> _ACTIVITY_
Take the line that contains "Each instance of the black cleat" in the data below and each line after it, through the last, and repeat them unchanged.

[Saved entries]
################

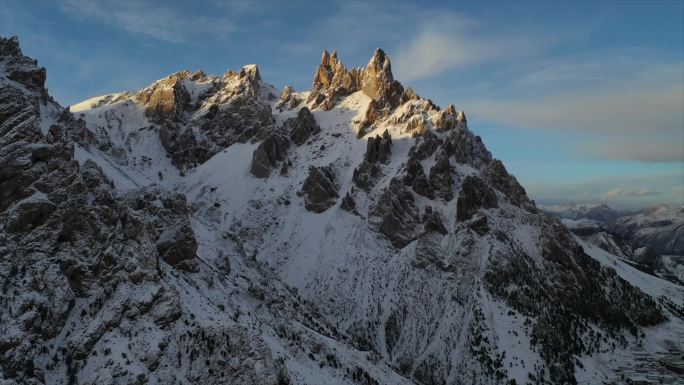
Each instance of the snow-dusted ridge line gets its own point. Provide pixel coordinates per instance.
(182, 266)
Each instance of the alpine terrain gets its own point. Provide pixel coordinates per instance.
(213, 230)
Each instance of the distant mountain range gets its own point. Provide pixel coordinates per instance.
(652, 236)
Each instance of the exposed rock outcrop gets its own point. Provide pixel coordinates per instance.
(319, 189)
(432, 221)
(496, 174)
(474, 195)
(395, 214)
(441, 178)
(466, 147)
(333, 81)
(379, 148)
(270, 152)
(302, 127)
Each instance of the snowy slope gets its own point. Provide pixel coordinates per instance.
(453, 278)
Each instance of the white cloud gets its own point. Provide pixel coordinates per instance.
(631, 114)
(625, 191)
(150, 19)
(435, 51)
(628, 192)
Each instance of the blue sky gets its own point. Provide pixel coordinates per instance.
(581, 100)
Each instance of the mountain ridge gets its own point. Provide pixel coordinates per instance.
(410, 275)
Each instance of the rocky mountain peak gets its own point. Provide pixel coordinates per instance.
(20, 68)
(194, 263)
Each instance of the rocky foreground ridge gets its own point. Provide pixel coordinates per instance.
(207, 229)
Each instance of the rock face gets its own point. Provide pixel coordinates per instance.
(659, 227)
(395, 214)
(474, 195)
(333, 81)
(319, 189)
(379, 148)
(497, 175)
(302, 127)
(176, 241)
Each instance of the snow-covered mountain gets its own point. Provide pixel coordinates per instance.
(660, 227)
(208, 229)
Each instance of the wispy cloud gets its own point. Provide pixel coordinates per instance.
(623, 191)
(438, 48)
(620, 191)
(149, 19)
(628, 114)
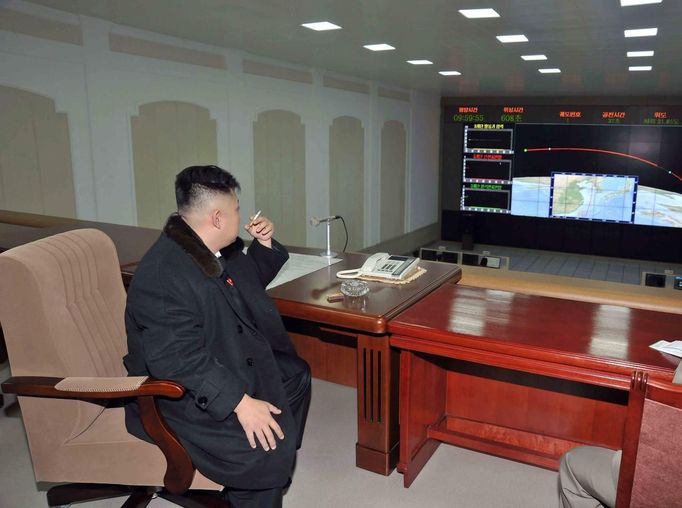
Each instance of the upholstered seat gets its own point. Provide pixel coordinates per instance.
(61, 308)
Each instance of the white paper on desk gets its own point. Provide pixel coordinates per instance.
(299, 265)
(672, 348)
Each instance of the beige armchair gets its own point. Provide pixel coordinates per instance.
(61, 307)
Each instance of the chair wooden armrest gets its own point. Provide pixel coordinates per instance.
(179, 467)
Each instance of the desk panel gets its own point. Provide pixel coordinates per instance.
(519, 376)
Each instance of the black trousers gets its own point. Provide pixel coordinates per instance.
(295, 374)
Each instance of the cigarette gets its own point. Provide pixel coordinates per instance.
(254, 218)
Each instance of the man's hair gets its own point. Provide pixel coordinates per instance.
(195, 184)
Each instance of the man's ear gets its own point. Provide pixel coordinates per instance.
(216, 218)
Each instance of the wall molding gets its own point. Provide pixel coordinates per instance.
(38, 26)
(142, 47)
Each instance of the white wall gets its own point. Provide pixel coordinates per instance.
(100, 90)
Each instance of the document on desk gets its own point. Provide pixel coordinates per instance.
(299, 265)
(672, 348)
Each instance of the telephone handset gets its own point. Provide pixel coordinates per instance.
(383, 265)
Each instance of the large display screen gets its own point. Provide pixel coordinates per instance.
(613, 173)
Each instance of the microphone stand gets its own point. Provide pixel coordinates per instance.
(328, 253)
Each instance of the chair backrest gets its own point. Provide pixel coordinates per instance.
(651, 468)
(62, 303)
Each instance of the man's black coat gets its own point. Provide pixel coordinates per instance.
(184, 324)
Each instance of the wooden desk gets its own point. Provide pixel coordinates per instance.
(344, 342)
(347, 342)
(520, 376)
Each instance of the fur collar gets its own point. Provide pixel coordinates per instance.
(181, 233)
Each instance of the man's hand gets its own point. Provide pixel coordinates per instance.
(257, 422)
(261, 229)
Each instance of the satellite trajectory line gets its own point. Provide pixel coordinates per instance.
(609, 152)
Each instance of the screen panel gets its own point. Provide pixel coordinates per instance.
(611, 172)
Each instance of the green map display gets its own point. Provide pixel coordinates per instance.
(594, 197)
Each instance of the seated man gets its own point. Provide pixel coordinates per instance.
(588, 475)
(198, 314)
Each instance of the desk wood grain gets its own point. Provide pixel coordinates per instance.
(520, 376)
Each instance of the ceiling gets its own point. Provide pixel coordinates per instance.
(584, 38)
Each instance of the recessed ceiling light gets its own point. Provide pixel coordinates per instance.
(534, 57)
(628, 3)
(379, 47)
(479, 13)
(641, 32)
(512, 38)
(320, 26)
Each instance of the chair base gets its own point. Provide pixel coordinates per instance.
(138, 497)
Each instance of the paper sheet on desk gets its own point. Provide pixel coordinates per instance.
(672, 348)
(299, 265)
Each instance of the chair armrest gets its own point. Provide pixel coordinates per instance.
(91, 387)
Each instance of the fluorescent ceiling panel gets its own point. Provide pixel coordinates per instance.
(641, 32)
(628, 3)
(379, 47)
(505, 39)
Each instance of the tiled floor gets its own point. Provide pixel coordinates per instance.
(326, 476)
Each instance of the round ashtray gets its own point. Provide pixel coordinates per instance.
(354, 288)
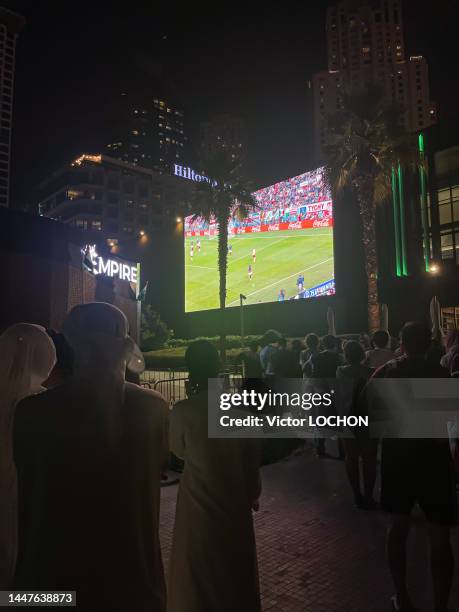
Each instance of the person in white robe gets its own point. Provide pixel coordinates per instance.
(27, 356)
(89, 455)
(213, 564)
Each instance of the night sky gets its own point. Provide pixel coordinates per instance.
(256, 63)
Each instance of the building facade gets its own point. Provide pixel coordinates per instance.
(224, 134)
(43, 276)
(366, 47)
(443, 214)
(99, 193)
(10, 26)
(146, 131)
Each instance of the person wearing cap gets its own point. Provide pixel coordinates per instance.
(89, 455)
(213, 564)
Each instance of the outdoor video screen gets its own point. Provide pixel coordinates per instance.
(282, 251)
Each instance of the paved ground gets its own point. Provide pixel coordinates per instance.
(316, 552)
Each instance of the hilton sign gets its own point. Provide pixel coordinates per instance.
(191, 175)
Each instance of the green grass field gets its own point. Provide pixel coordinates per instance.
(281, 256)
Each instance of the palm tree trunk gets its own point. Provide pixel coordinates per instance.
(222, 269)
(364, 187)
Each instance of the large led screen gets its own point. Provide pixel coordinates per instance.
(282, 251)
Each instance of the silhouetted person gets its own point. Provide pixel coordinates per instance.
(213, 563)
(323, 368)
(251, 361)
(89, 456)
(27, 356)
(418, 471)
(64, 363)
(450, 360)
(312, 348)
(359, 446)
(380, 353)
(269, 344)
(285, 363)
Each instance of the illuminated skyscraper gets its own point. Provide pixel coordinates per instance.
(146, 131)
(10, 26)
(366, 47)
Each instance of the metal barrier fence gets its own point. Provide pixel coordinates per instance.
(172, 383)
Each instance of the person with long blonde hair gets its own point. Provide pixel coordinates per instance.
(27, 356)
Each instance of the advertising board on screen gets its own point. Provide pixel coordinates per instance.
(282, 251)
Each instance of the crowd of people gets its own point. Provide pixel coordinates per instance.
(412, 471)
(301, 198)
(83, 452)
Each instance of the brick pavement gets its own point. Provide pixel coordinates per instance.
(316, 552)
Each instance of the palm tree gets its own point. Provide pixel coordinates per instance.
(226, 195)
(364, 143)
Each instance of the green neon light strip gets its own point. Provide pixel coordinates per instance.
(421, 142)
(398, 268)
(402, 221)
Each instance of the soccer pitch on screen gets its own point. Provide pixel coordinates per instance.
(283, 251)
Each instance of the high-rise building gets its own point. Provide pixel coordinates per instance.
(99, 193)
(146, 131)
(10, 26)
(224, 133)
(365, 48)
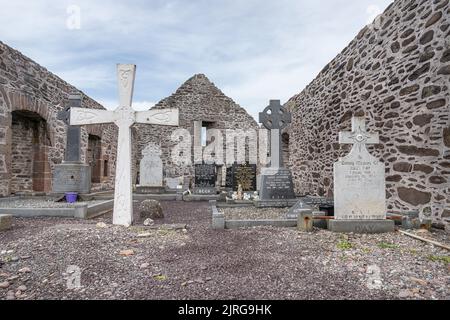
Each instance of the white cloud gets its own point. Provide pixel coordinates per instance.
(253, 50)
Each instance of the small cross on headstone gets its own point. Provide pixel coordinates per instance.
(275, 118)
(359, 137)
(359, 184)
(124, 117)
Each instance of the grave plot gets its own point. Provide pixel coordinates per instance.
(49, 207)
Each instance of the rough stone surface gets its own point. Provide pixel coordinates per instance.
(150, 209)
(198, 99)
(397, 73)
(32, 139)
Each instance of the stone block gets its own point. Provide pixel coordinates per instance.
(361, 226)
(72, 177)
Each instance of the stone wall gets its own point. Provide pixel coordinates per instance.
(197, 100)
(25, 86)
(396, 71)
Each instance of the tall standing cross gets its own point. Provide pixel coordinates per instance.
(124, 117)
(275, 118)
(359, 137)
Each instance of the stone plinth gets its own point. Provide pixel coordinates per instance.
(72, 177)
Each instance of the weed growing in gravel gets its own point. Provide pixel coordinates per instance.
(385, 245)
(344, 245)
(160, 277)
(443, 259)
(366, 250)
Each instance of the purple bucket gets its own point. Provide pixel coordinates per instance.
(71, 197)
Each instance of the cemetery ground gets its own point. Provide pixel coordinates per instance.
(181, 257)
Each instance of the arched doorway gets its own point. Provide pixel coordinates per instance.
(30, 169)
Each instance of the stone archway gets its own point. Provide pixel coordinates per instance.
(30, 142)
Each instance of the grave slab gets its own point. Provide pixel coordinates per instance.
(361, 226)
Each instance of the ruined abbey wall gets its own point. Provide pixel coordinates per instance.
(198, 99)
(396, 71)
(32, 139)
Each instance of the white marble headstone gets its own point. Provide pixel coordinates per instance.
(151, 167)
(359, 178)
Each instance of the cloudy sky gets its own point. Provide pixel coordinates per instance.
(253, 50)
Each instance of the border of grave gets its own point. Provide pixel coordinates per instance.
(78, 211)
(219, 222)
(5, 222)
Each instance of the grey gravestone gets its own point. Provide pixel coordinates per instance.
(205, 179)
(276, 181)
(151, 171)
(72, 175)
(229, 178)
(244, 175)
(359, 186)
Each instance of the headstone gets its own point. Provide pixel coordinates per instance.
(72, 175)
(205, 179)
(124, 117)
(151, 171)
(276, 181)
(229, 178)
(244, 175)
(359, 186)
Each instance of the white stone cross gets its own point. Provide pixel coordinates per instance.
(359, 137)
(124, 117)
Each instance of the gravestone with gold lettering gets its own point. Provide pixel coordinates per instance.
(359, 186)
(72, 175)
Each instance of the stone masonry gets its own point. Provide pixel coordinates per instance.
(198, 99)
(32, 140)
(397, 72)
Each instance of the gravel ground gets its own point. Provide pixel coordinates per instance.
(200, 263)
(45, 204)
(251, 213)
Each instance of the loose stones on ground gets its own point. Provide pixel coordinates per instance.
(150, 209)
(5, 222)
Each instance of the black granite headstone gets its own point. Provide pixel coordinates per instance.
(72, 175)
(73, 146)
(244, 175)
(229, 178)
(205, 179)
(277, 185)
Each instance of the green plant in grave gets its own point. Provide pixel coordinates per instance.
(385, 245)
(344, 244)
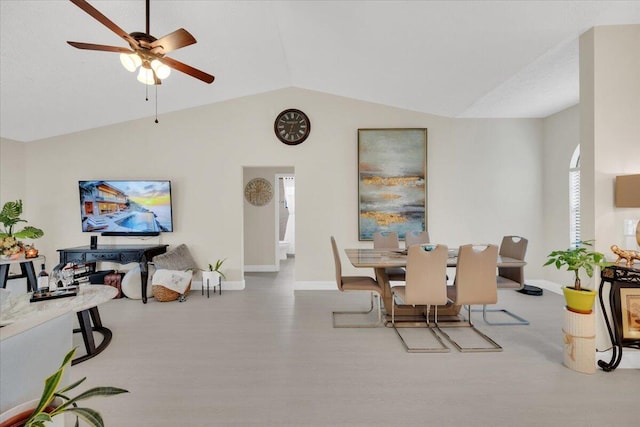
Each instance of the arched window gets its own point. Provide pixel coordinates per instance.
(574, 198)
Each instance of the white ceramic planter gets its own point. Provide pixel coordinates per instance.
(212, 276)
(57, 421)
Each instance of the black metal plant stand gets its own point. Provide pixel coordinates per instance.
(619, 278)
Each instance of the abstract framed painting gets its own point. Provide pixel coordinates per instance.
(392, 181)
(630, 313)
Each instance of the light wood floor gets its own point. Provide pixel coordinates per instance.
(268, 357)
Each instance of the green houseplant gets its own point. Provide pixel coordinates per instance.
(211, 277)
(216, 267)
(55, 401)
(10, 246)
(576, 259)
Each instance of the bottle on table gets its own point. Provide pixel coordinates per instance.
(43, 279)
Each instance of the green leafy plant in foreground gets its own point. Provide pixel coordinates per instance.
(576, 259)
(217, 267)
(10, 216)
(51, 391)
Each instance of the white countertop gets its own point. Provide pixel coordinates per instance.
(19, 308)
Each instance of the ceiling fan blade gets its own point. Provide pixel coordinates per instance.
(95, 13)
(101, 47)
(176, 40)
(187, 69)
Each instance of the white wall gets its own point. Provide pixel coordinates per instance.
(609, 131)
(12, 171)
(561, 137)
(485, 176)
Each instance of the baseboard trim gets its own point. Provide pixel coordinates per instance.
(546, 284)
(261, 268)
(630, 358)
(315, 286)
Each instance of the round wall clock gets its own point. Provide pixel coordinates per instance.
(258, 192)
(292, 126)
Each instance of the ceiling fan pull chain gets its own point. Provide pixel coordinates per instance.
(156, 103)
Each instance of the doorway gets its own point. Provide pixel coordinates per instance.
(285, 217)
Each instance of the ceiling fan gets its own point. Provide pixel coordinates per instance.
(145, 51)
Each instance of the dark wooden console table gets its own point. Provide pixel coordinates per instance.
(624, 299)
(120, 254)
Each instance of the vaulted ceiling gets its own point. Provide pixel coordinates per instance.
(455, 59)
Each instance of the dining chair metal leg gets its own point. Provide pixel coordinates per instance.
(365, 325)
(485, 310)
(443, 347)
(494, 345)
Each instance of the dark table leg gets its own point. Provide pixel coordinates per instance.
(616, 355)
(29, 271)
(86, 329)
(144, 276)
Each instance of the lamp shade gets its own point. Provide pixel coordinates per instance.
(628, 191)
(130, 61)
(145, 75)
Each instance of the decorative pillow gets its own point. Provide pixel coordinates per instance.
(176, 259)
(132, 283)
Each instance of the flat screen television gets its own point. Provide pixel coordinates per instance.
(121, 208)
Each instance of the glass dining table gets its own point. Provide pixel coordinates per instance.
(381, 259)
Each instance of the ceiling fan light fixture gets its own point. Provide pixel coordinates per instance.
(145, 75)
(162, 71)
(130, 61)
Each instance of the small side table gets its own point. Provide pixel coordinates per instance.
(206, 282)
(623, 325)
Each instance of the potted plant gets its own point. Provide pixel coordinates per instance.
(579, 299)
(10, 246)
(213, 274)
(55, 401)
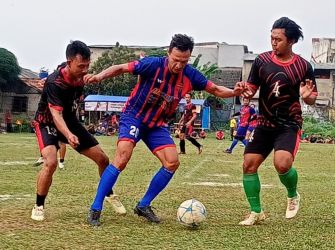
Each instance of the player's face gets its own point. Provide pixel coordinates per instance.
(188, 98)
(280, 45)
(246, 101)
(178, 60)
(78, 66)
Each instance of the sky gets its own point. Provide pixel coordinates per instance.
(38, 31)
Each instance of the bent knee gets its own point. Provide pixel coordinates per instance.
(172, 165)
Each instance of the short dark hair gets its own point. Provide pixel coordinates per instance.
(182, 42)
(293, 31)
(77, 48)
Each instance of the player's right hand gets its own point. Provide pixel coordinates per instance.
(91, 78)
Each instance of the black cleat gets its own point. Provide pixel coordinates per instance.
(93, 218)
(147, 213)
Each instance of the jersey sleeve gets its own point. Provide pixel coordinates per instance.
(254, 80)
(198, 80)
(145, 67)
(54, 94)
(310, 75)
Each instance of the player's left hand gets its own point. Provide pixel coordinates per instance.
(40, 84)
(239, 88)
(306, 88)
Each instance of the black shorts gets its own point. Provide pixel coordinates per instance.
(186, 130)
(263, 140)
(47, 134)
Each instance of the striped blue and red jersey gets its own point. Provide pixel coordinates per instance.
(158, 92)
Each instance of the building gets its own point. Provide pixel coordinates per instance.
(20, 97)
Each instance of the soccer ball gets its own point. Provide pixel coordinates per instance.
(191, 213)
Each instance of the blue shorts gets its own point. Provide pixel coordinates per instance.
(240, 133)
(156, 138)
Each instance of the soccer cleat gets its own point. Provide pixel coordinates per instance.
(292, 206)
(200, 148)
(39, 161)
(61, 165)
(93, 218)
(116, 204)
(37, 213)
(147, 213)
(253, 218)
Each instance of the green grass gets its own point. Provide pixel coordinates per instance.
(73, 190)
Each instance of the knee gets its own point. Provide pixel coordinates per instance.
(282, 165)
(172, 165)
(50, 165)
(249, 167)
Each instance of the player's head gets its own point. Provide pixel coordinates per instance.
(179, 53)
(78, 58)
(188, 98)
(245, 101)
(284, 34)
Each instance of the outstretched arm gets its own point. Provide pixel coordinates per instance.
(223, 92)
(110, 72)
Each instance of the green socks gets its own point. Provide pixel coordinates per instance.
(252, 188)
(290, 180)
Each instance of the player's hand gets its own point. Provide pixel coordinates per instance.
(238, 89)
(73, 140)
(40, 84)
(91, 78)
(306, 88)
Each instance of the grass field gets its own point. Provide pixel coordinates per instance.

################

> _ANSWER TO THIS TASK_
Each instance of the black cleat gets its own point. Provide pixel coordinates per instance.
(93, 218)
(147, 213)
Each instance of the jersey sleeve gets its own point. Provide pixel coordinates per instance.
(254, 80)
(198, 80)
(145, 67)
(54, 94)
(310, 75)
Each instance of the player's left hand gets its own point. Provide pixel coordinates per instance.
(40, 84)
(239, 88)
(306, 88)
Each instance of the black shorts gets its own point. Provide pixel coordinates per instance.
(186, 130)
(263, 140)
(47, 134)
Each instance of the striped blue and red jersey gets its own point. Provide pixel coordinates per instance.
(158, 92)
Each instance of the building gets its own point. Provide pixel coordinates per instance.
(20, 97)
Each instance of the soccer ball gets its own point. Provide pixel coordinates per instance.
(191, 213)
Each instance of the blue shorts gets its own point. Provide pixel coordinates per instance.
(240, 133)
(156, 138)
Each instance of the soccer cleat gets its own point. Provide pixel coordinates per instance.
(292, 206)
(200, 148)
(39, 161)
(61, 165)
(93, 218)
(116, 204)
(37, 213)
(147, 213)
(253, 218)
Each instance of the green grass gets its own point. Provide pixel coordinates per instance.
(73, 190)
Each instance of the knee gets its own point. Provide pixel coordinates per instance.
(282, 165)
(172, 165)
(50, 165)
(249, 167)
Each instance of the player's head gets its own point. Provide pixel coordinates per instance.
(179, 53)
(78, 58)
(188, 98)
(245, 101)
(284, 34)
Each instance of the outstretched arm gets its own point. Provide pixel coordinates per instance.
(223, 92)
(110, 72)
Each instance of the green socks gets its own point. Provide pixel coordinates per instance.
(252, 188)
(290, 180)
Each instance of the player's hand gets its own point. Provide pixel coordinates per instance.
(238, 89)
(73, 140)
(40, 84)
(91, 78)
(306, 88)
Each instance of the grass field gets its own point. Provide pixel coordinates per instance.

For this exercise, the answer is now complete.